---- RECORDS PROVIDED
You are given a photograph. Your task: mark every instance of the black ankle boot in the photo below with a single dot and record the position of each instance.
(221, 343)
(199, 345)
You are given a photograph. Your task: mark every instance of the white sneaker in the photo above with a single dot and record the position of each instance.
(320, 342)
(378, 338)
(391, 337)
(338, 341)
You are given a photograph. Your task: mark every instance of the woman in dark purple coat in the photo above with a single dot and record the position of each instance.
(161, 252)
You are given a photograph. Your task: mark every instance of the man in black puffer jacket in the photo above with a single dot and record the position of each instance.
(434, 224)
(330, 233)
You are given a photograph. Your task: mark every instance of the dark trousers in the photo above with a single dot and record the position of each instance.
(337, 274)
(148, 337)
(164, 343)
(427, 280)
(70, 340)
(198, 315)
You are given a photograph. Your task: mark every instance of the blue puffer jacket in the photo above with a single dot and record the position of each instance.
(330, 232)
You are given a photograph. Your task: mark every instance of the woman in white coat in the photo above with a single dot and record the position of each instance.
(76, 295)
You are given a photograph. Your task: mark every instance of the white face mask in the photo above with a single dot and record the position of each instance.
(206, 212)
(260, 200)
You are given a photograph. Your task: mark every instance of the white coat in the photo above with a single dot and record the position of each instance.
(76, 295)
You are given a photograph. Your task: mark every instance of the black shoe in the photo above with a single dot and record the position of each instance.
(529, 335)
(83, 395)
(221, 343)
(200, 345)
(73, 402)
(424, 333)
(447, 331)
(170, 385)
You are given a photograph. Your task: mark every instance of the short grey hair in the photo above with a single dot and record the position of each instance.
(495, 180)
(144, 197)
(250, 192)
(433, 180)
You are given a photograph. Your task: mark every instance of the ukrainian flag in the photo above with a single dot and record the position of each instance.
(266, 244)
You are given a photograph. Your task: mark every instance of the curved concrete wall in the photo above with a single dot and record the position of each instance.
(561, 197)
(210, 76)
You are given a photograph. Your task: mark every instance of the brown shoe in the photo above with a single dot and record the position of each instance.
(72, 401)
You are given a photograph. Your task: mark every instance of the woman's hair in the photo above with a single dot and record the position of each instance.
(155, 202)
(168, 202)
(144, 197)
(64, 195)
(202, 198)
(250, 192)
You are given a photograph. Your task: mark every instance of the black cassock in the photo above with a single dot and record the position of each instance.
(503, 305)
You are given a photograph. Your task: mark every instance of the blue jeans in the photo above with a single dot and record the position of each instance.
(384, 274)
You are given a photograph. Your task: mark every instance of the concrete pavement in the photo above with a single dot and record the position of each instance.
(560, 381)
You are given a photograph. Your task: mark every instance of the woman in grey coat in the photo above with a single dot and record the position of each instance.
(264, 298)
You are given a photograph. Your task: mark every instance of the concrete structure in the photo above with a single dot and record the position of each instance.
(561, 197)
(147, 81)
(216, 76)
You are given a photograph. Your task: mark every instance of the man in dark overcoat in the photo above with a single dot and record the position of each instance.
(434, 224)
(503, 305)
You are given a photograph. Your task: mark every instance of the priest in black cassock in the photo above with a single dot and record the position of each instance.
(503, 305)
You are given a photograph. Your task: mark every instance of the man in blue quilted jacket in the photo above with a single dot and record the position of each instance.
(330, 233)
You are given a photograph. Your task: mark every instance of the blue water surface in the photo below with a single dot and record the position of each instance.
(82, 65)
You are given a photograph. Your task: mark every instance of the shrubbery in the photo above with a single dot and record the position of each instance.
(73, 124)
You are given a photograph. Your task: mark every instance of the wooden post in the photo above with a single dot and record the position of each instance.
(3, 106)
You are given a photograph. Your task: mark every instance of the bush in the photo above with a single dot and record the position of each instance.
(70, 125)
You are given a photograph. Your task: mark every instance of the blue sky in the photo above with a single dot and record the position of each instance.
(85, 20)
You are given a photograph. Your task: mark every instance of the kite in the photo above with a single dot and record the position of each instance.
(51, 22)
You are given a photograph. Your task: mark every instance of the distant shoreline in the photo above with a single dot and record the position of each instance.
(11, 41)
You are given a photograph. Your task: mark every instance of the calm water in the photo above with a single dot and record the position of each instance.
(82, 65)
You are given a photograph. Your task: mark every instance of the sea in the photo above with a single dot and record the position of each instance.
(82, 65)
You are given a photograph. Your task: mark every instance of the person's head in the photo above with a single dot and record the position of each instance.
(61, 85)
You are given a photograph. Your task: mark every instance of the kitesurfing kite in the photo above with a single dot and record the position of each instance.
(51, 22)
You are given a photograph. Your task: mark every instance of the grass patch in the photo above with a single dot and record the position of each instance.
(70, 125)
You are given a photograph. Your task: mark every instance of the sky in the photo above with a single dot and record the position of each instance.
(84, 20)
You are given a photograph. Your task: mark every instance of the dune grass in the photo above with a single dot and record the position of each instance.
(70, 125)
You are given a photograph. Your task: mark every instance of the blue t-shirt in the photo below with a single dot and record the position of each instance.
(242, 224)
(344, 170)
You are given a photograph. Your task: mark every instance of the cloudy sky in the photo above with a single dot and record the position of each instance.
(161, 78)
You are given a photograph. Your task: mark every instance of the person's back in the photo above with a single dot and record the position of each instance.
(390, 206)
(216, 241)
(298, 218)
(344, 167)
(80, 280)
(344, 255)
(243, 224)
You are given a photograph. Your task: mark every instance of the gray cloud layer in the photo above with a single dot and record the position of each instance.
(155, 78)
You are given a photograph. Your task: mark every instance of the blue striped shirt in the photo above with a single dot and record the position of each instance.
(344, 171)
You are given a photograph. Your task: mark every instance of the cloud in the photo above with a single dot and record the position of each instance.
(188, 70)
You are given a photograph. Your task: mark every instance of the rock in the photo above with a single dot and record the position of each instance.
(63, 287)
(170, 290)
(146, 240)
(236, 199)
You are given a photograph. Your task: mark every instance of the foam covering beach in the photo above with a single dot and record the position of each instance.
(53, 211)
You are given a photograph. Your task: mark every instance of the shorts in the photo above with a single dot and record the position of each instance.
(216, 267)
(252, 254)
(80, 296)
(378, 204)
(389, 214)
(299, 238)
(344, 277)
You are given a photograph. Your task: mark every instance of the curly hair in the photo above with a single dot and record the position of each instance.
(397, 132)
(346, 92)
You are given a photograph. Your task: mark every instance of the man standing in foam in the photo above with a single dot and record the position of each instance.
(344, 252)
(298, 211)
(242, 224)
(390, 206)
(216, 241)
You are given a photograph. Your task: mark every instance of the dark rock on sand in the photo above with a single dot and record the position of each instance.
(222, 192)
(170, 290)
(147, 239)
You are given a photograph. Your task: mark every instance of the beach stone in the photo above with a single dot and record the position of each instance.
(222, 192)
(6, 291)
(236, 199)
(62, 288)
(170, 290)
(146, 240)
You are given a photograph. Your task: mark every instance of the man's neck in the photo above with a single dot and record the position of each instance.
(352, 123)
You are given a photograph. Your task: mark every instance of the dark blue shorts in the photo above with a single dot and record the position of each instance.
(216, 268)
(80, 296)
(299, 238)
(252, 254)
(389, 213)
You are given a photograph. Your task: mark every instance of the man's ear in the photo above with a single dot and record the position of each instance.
--------
INSTRUCTIONS TO FOLLOW. Repeat the entire listing above without changing a word.

PROBLEM SOLUTION.
You are given a photograph. Your task: mark every instance of the black ankle boot in the photo below with a single dot and record the position of each instance.
(221, 343)
(199, 345)
You are given a photograph. Your task: mark every instance of the white sneaker in the photo above with a single dot and record the position of each instance.
(320, 342)
(378, 338)
(391, 337)
(338, 341)
You are given a photograph. Your task: mark every instance of the woman in dark purple coat in the photo above with a single dot and record the position of each instance.
(161, 252)
You are given a photograph. Your task: mark every instance of the man in black puffer jacket in the photo above with a single dot and record the position of each instance.
(434, 224)
(330, 233)
You are given a photograph. Your task: mark every instance of the dark trousers in the photo above with a single dot and record the position of each instance.
(337, 274)
(148, 337)
(164, 343)
(427, 280)
(70, 340)
(198, 315)
You are given a photograph. Your task: mark every instance of the blue puffer jacket in the photo above with a single dot and record the position of each instance.
(330, 232)
You are given a photograph. Your task: mark every instance of the woman in white coat in the photo above with a single dot and record the position of each instance.
(76, 295)
You are given a photograph. Your task: mark every instance of the white face mask in the photo above with a single dot and record the position of each instance.
(206, 212)
(260, 200)
You are given a photograph. Your task: mark every instance of the white coat in the photo above with a single dot and record the position of each instance.
(76, 295)
You are given a photograph. Your task: mark every instance of the black shoe in the photo above with a single dot and record the position of each instance.
(529, 335)
(83, 395)
(221, 343)
(200, 345)
(73, 402)
(424, 333)
(447, 331)
(170, 385)
You are given a photograph. Your task: mark every instance of the short grey hair in the photo above with a single dot and record the position of each instance.
(495, 180)
(144, 197)
(250, 192)
(433, 180)
You are given a photograph. Your task: mark every instance of the ukrainian flag in the photo above with a single dot and record the position of each instance.
(266, 244)
You are given a photograph. Your task: mark every instance of the curved concrete wall in the photo above with a single dot and record the position of each instance.
(561, 197)
(210, 76)
You are given a photograph. Your task: mark every instance of the brown shoe in the photo above with a single dot and record the position of each instance.
(72, 401)
You are given a photograph. Your task: mark every instance of the woman's hair in the photo above with a single dot and record the position of each instance.
(155, 202)
(168, 202)
(144, 197)
(64, 195)
(202, 198)
(250, 192)
You are given a photograph. Your task: mark every instance of the black cassock in the photo above with a single dot and record the position of each instance.
(503, 305)
You are given a photograph. Your task: mark every instance of the blue jeans in the photo above with a single dot and record the position of each instance.
(384, 274)
You are given a photograph. Your task: mark every instance of the concrete pavement in the photo above with a single dot and record the position of each instance.
(560, 381)
You are given a photograph. Your task: mark every instance of the woman in grey coat in the photo above with a single dot and record the position of each instance.
(264, 298)
You are given a photograph. Your task: mark every instance of the concrete structure in the photo above with a single dot and record the position of each instance.
(561, 197)
(147, 81)
(216, 76)
You are given a photograph. Your task: mark every instance of the man in dark overcoat in the photo above with a single dot and record the position of each instance.
(434, 224)
(503, 305)
You are given a photograph. Your task: mark every instance of the priest in black cassock in the photo above with a single dot and record the position of each instance.
(503, 305)
You are given a photograph. Your task: mark every instance of the man in blue quilted jacket in the photo above with a single dot and record the position of each instance.
(330, 233)
You are given a photograph. Your task: mark every instance of the blue water surface in the photo below with a single dot and record the position of each instance.
(82, 65)
You are given a photograph. Your task: mark every instance of the shrubbery in the photo above with a single dot and record the position of each instance.
(73, 124)
You are given a photograph. Your task: mark every instance of the wooden post in the photo above with a single dot and record the position of each instance.
(3, 106)
You are given a photograph. Your task: mark every instance of the bush in the photo above with a single dot and record the position of each instance.
(70, 125)
You are given a photograph. Your task: mark every instance of the blue sky in the photo above with a single dot and record the position of each instance.
(85, 20)
You are given a photograph. Your task: mark every instance of the kite in the photo above with a single dot and record the position of each instance.
(51, 22)
You are given a photograph. Your task: mark every instance of the distant shoreline in the photo above with a single dot and record the position of each instance.
(11, 41)
You are given a photograph. Your task: mark every instance of the calm water in the photo above with a single dot and record the position of each instance.
(82, 65)
You are given a photograph. Your task: mark every instance of the sea in the photo above with a single dot and record the position of each instance.
(82, 65)
You are given a photograph. Your task: mark every instance of the person's head in the photo above with a single dot and record the position of each instance.
(61, 85)
You are given a photograph. Your task: mark every instance of the kitesurfing kite in the photo above with a single dot and record the position of each instance.
(51, 22)
You are given a photograph. Your task: mark every instance of the grass patch in the photo above with a single dot and record the position of each instance.
(70, 125)
You are given a photograph. Your task: mark every instance of the sky in the photo above with a single dot and record the position of each instance.
(84, 20)
You are given a photograph. Your task: mark every instance of the dune grass in the photo above with a single dot and record the position of each instance.
(70, 125)
You are given a photograph. Your task: mark every instance of the blue t-shirt in the photo below with a single dot and record the position of each instance.
(242, 224)
(344, 170)
You are given a photograph. Your task: mark every instance of the cloudy sky in the photo above with a single dot and record the position of each instance.
(161, 78)
You are given a photograph. Your task: mark every instance of the person's back in the photo above with a single dot and record the position of each instance.
(390, 206)
(216, 241)
(298, 218)
(344, 167)
(80, 280)
(344, 255)
(243, 224)
You are given a photograph. Your task: mark every instance of the gray cloud layer in the photo above with a single dot and record the position of each instance.
(155, 78)
You are given a photograph. Your task: mark every instance of the blue striped shirt in the photo above with a single dot and record the position of each instance.
(344, 171)
You are given a photograph. Your task: mark every instance of the cloud in the photo above with a single dot and record the position of each instance.
(188, 70)
You are given a photograph. Your task: mark every instance of the rock in the photo above with a single dot and record the position of each instance.
(63, 287)
(170, 290)
(146, 240)
(236, 199)
You are given a photograph. Your task: mark every instance of the foam covering beach in the photo above with a single dot and record the position of each instance.
(53, 211)
You are given a photograph. Your task: mark every instance of the shorts in the photo above with a single dot and record the position of each instance.
(216, 267)
(252, 254)
(80, 296)
(378, 204)
(389, 214)
(299, 238)
(344, 277)
You are given a photograph. Your task: mark every instance of the curly hair in the photo above with a single dot and record the position of each instance.
(397, 132)
(346, 92)
You are given a photograph. Your task: mark every instance of the man standing in foam in the photo above with a single dot and record the position of each instance.
(344, 252)
(298, 211)
(242, 224)
(390, 206)
(216, 241)
You are given a photograph. Your task: mark every instance of the dark rock on sand in the photo above with a single dot and record the position of each instance.
(222, 192)
(170, 290)
(147, 239)
You are given a photograph. Your task: mark every instance of the beach stone in the photo above with a single dot and record the position of each instance.
(222, 192)
(6, 291)
(236, 199)
(62, 288)
(170, 290)
(146, 240)
You are given a photograph. Your task: mark every instance of the man's neck in the photo above with a single dot and record the position of each instance.
(352, 123)
You are given a photograph. Your task: mark every instance of the dark blue shorts in the photo above with a single dot and record the position of each instance.
(216, 268)
(80, 296)
(299, 238)
(252, 254)
(389, 213)
You are given a photograph. Your task: mark every instance of the man's ear in the photo above with a single dot and record the position of each instance.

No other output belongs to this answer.